++++ FRAGMENTO PARA LEER
Desde que el gobierno más derechista y exaltado que haya tenido Israel anunciase la expansión de nuevos asentamientos en Cisjordania a finales del año pasado, el recrudecimiento de la violencia entre palestinos e israelíes se ha disparado.

Las últimas sacudidas de las armas han dejado ya más de dos decenas de muertos y heridos en ambos bandos. Habitualmente los muertos palestinos engrosan una mayoría en la contabilidad macabra a la que también los ciudadanos israelíes suman los suyos.

La situación claramente favorece a la tercera fuerza política del Estado de Israel: el Sionismo Religioso, una alianza supremacista judía a la que le gusta el soniquete de “muerte a los árabes”. El Sionismo Religioso ha pedido a los ciudadanos de Israel que se armen. Uno de sus líderes, Ben-Gvir, ha sido condenado por racismo e incitación al odio. Su radicalidad es tal, que el propio ejército le eximió de hacer el servicio militar obligatorio.

Benjamin Netanyahu, primer ministro gracias a la alianza con los ultraortodoxos, prefiere que sean la Policía y el Ejército los que disparen. La estrategia visceral y de connotaciones bíblicas del “ojo por ojo” puede dejar ciegos a los ciudadanos. Algunos ya lo están.

Hace casi dos décadas conocí a Shifra Hoffman en Jerusalem. Shifra, ojos verdes, 74 años, elegantemente vestida, neoyorkina de Brooklyn, y con catorce años de residencia en Israel, me llevó a un sitio inusual para mí. Era la galería de tiro a la que ella acudía varias veces a la semana. Allí, con una pistola, disparaba a las dianas cuyos contornos dibujaban claramente perfiles de hombres árabes. Shifra justificaba el uso de armas, incluso contra los niños palestinos: “las piedras también matan”, sentenciaba.
++++++++
- [REQUISITOS DEL EJERCICIO]:
Según el fragmento, ¿por qué ha sido condenado Ben-Gvir?
++++ REGISTROS MOSTRADOS
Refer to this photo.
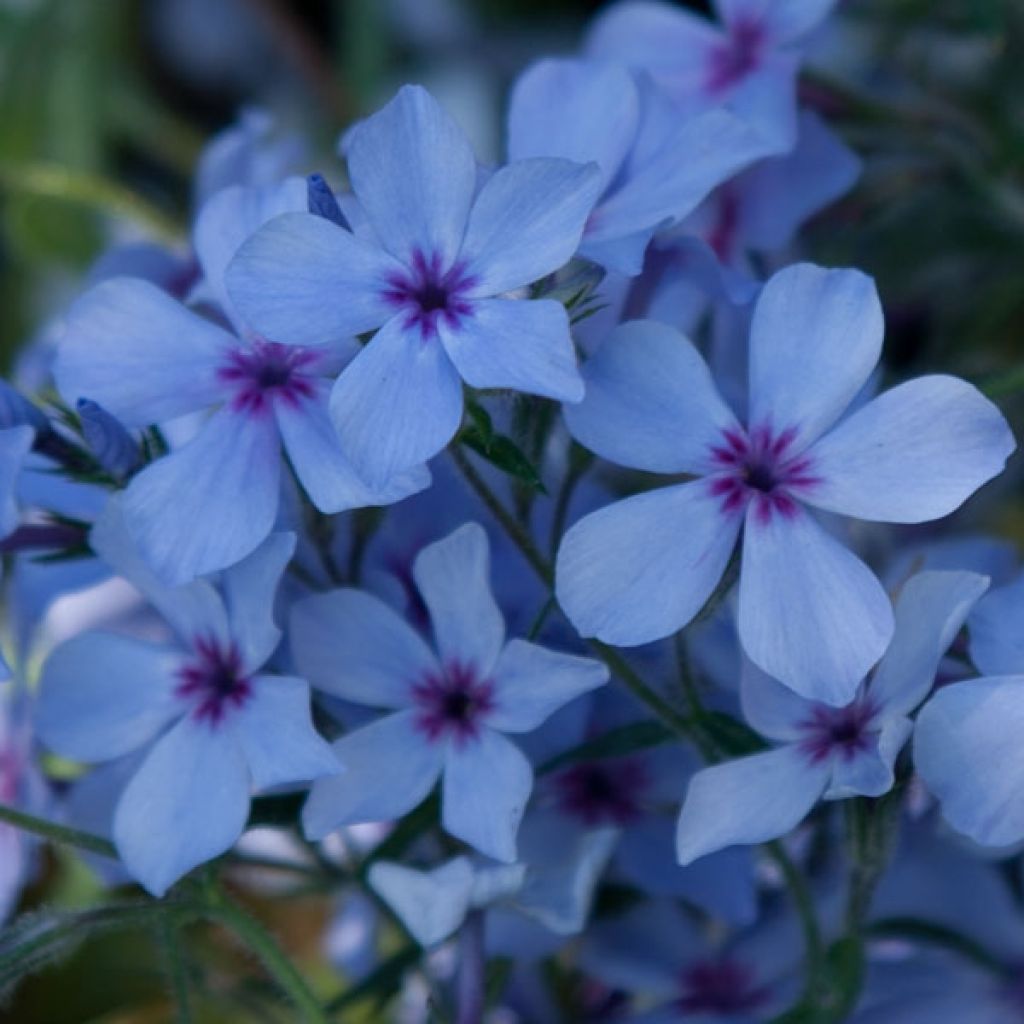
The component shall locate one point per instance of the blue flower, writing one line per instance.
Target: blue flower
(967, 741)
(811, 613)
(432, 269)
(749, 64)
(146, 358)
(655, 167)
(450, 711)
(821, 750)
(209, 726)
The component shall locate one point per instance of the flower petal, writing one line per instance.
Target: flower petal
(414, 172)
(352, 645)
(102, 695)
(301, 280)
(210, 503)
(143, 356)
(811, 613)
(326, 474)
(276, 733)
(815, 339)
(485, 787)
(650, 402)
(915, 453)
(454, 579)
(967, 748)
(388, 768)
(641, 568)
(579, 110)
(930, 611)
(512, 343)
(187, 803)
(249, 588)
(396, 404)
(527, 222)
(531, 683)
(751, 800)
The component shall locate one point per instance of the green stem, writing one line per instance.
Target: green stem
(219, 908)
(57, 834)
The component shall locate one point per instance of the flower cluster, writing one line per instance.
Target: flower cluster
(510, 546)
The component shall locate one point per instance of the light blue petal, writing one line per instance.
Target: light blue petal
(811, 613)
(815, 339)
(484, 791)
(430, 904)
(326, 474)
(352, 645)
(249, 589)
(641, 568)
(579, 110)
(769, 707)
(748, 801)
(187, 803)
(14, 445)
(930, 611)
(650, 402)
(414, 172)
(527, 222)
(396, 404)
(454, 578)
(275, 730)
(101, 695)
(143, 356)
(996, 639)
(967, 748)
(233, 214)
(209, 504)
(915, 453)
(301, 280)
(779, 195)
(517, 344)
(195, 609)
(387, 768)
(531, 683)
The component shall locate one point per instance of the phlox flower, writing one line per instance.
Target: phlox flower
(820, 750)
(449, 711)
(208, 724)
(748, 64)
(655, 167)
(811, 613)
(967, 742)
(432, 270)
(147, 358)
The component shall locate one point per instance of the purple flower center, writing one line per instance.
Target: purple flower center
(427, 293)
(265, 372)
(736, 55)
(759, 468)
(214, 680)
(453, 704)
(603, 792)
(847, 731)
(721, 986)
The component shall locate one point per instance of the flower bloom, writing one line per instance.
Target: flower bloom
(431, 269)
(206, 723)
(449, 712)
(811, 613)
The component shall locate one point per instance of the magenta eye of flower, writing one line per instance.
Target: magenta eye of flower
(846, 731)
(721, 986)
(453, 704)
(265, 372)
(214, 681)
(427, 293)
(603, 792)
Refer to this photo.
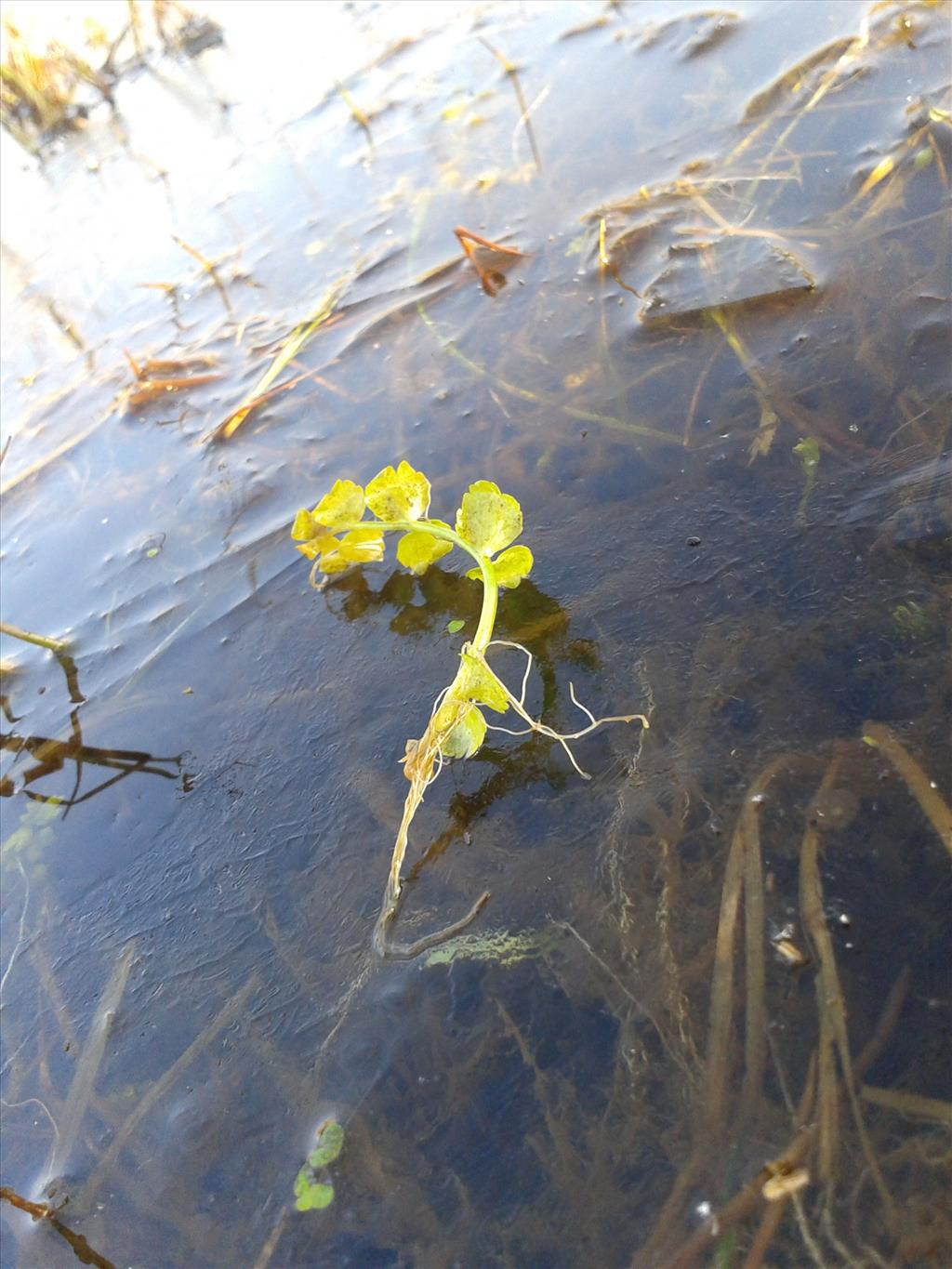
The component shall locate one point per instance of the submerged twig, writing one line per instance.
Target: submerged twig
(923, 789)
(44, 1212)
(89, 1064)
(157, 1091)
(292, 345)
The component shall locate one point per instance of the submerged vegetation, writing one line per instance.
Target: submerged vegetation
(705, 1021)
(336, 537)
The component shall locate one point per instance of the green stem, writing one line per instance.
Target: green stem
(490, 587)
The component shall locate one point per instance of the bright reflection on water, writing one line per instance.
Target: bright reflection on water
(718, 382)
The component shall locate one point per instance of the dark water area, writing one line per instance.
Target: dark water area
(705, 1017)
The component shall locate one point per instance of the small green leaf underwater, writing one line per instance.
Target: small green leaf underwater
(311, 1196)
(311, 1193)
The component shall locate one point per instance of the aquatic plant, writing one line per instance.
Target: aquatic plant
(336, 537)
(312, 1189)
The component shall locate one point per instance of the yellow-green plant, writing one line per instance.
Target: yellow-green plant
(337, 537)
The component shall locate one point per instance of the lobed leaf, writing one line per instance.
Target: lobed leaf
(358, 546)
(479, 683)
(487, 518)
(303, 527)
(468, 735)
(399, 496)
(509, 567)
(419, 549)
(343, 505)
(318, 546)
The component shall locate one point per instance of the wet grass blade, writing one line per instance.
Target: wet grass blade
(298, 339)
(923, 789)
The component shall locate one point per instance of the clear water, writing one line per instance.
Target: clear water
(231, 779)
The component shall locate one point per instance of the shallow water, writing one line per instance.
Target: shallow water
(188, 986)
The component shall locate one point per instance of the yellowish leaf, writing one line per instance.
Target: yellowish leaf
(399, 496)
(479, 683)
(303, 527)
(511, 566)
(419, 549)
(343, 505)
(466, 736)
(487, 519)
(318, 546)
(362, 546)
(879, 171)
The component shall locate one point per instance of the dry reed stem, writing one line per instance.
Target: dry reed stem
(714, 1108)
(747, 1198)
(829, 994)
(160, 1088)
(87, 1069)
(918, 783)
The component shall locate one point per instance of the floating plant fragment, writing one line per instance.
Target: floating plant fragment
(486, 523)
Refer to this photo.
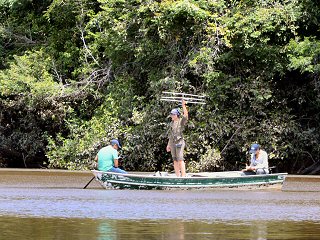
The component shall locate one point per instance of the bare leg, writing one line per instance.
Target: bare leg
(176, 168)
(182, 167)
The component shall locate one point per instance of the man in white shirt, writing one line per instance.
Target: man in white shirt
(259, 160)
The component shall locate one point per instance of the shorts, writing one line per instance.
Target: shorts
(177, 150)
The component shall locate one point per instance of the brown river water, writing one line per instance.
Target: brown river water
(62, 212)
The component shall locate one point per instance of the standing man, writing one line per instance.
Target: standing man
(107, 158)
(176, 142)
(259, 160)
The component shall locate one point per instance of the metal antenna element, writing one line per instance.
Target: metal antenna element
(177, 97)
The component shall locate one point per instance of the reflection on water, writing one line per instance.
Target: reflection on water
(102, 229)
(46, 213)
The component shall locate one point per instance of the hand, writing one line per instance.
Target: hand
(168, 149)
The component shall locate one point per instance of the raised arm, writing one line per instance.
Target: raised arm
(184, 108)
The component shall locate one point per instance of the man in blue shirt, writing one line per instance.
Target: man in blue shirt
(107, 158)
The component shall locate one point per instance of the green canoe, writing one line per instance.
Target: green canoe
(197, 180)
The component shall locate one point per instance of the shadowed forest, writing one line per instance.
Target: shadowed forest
++++++++
- [RESULTADO DEL EJERCICIO]:
Por racismo e incitación al odio.